The Blessed Madonna – Zwischen Rave und Religion


Als Marea Stamper, besser bekannt als The Blessed Madonna, vor einiger Zeit ihr Debütalbum „Godspeed“ ankündigte, war klar, dass die Erwartungen hoch sein würden. Über Jahre hinweg hatte sich die in Kentucky geborene DJ und Produzentin, die heute in London lebt, als eine der zentralen Figuren der elektronischen Musikszene etabliert, zahlreiche Auszeichnungen gesammelt und 2021 mit „Marea (We’ve Lost Dancing)“ gar Platin eingeheimst. Doch statt sich auf ihren Lorbeeren auszuruhen, geht ihr 24-Track starkes Debütalbum nun weit über die Grenzen ihrer bisherigen Arbeiten hinaus – sowohl musikalisch als auch emotional.

Die Stücke, darunter zahllose Features mit Sänger*innen wie Kylie Minogue, Joy Crookes oder Jamie Principle, offenbaren nicht nur Stampers technische Finesse, sondern auch die tiefen Verbindungen zu ihren musikalischen Wurzeln. „Godspeed“ ist durchzogen von Einflüssen aus verschiedensten Genres, von House über Pop bis hin zu Soul und Gospel, ist von zahlreichen Kollaborateur*innen geprägt und gleichzeitig eine schier endlose persönliche Reise, gezeichnet von Verlust und Neuanfängen. Der Tod ihres Vaters kurz vor den ersten Aufnahmesessions verlieh dem Projekt eine emotionale Tiefe, die sich in jedem Song widerspiegelt. Es ist ein Werk, das sowohl Abschiede als auch Neuanfänge feiert – ein Konzept, das in The Blessed Madonnas eigener Aussage, der Titel des Albums stehe für „den Beginn einer Reise und manchmal auch für ihr Ende“, eindrucksvoll zusammengefasst wird.

[Einträge zur Bereichsannotation]

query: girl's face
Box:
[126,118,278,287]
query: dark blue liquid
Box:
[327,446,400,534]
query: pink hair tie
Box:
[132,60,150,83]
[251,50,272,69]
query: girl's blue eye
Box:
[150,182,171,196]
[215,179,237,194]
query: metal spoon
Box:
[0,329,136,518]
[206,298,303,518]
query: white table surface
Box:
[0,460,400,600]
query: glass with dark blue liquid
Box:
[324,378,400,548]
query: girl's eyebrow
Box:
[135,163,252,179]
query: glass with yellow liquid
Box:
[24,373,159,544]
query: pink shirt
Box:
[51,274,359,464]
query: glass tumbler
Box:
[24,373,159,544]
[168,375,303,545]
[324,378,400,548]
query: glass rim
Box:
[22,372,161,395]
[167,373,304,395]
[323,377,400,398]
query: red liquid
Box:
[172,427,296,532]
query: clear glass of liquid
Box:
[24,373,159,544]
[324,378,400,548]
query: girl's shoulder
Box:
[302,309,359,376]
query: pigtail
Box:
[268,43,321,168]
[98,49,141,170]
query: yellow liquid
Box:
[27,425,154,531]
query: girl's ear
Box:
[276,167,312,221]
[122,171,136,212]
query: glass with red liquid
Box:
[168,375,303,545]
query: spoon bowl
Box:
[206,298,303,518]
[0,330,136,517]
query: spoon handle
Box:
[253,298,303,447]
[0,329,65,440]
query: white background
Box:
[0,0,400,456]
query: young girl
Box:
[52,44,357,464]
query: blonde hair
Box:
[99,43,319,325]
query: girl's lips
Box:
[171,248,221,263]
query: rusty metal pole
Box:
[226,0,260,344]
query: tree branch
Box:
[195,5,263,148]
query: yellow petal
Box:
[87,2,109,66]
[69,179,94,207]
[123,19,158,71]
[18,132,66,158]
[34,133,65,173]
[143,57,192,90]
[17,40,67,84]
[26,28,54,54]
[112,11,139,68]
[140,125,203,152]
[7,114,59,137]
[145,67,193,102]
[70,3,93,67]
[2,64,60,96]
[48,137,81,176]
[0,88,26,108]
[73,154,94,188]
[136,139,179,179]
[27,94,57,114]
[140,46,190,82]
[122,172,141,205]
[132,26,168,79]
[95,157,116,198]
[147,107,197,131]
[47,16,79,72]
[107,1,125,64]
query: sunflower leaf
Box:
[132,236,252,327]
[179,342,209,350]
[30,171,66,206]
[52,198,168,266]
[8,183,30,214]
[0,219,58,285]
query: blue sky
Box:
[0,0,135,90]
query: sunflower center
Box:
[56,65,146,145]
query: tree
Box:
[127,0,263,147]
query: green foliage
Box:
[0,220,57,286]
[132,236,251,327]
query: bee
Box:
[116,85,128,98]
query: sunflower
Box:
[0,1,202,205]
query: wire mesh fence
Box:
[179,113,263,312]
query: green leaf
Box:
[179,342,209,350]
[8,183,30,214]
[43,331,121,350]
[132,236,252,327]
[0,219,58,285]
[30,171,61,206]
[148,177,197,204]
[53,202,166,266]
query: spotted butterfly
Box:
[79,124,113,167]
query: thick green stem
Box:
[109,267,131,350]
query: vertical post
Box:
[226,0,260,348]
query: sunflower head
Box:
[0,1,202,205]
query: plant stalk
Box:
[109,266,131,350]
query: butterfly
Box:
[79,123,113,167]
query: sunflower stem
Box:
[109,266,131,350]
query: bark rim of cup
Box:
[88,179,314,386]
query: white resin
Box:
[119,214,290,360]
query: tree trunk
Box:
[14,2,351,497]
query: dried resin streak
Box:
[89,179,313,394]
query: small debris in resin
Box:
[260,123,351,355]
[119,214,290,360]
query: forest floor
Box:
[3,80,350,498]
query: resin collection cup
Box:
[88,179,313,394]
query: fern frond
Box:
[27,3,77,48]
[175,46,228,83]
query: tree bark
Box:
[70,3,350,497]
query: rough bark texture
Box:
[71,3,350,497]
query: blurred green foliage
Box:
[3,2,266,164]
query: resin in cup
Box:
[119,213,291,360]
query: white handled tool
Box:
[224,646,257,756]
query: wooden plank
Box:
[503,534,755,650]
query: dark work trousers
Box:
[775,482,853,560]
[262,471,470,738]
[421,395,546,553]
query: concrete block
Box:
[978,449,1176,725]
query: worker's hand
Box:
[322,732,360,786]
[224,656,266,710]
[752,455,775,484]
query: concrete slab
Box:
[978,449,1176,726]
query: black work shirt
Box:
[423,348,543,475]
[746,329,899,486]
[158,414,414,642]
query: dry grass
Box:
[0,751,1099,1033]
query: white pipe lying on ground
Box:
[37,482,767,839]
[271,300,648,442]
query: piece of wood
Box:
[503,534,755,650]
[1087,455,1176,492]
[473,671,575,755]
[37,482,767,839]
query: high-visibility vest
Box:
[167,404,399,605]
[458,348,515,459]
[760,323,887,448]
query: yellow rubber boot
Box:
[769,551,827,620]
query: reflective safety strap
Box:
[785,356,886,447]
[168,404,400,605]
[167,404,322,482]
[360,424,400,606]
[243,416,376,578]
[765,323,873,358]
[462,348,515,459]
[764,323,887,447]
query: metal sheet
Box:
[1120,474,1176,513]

### Aufgabenstellung 1
Nennen Sie alle Musikgenres, die im Artikel über The Blessed Madonna als Einflüsse auf „Godspeed“ aufgeführt werden.
### Aufgabenstellung 2
Wie viele Tracks umfasst das Debütalbum laut dem Artikel über The Blessed Madonna?
### Aufgabenstellung 3
Schreiben Sie den Abschnitt des Artikels über The Blessed Madonna von „Die Stücke, darunter“ bis einschließlich „eindrucksvoll zusammengefasst wird.“ neu und setzen Sie dabei „Jazz“ an die Stelle von „Gospel“.

### Endgültige Antwort 1
House, Pop, Soul, Gospel

### Endgültige Antwort 2
24 Tracks

### Endgültige Antwort 3
Die Stücke, darunter zahllose Features mit Sänger*innen wie Kylie Minogue, Joy Crookes oder Jamie Principle, offenbaren nicht nur Stampers technische Finesse, sondern auch die tiefen Verbindungen zu ihren musikalischen Wurzeln. „Godspeed“ ist durchzogen von Einflüssen aus verschiedensten Genres, von House über Pop bis hin zu Soul und Jazz, ist von zahlreichen Kollaborateur*innen geprägt und gleichzeitig eine schier endlose persönliche Reise, gezeichnet von Verlust und Neuanfängen. Der Tod ihres Vaters kurz vor den ersten Aufnahmesessions verlieh dem Projekt eine emotionale Tiefe, die sich in jedem Song widerspiegelt. Es ist ein Werk, das sowohl Abschiede als auch Neuanfänge feiert – ein Konzept, das in The Blessed Madonnas eigener Aussage, der Titel des Albums stehe für „den Beginn einer Reise und manchmal auch für ihr Ende“, eindrucksvoll zusammengefasst wird.